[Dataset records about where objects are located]

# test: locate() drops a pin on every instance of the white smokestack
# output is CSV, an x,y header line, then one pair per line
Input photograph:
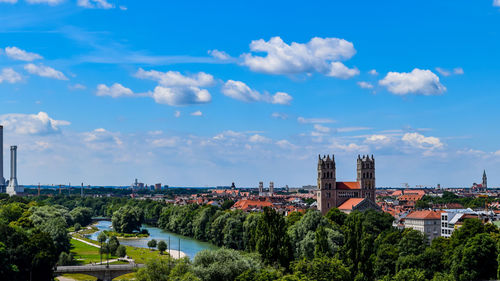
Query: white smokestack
x,y
2,179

- Work to do -
Rewrite the data above with every "smokestack" changed to "chimney" and nothing else altered. Leave out the pictures.

- Completed exercise -
# test: locate() drops a pin on every instance of the white chimney
# output is CSV, an x,y header line, then one pair per line
Input photograph:
Query: white chimney
x,y
2,179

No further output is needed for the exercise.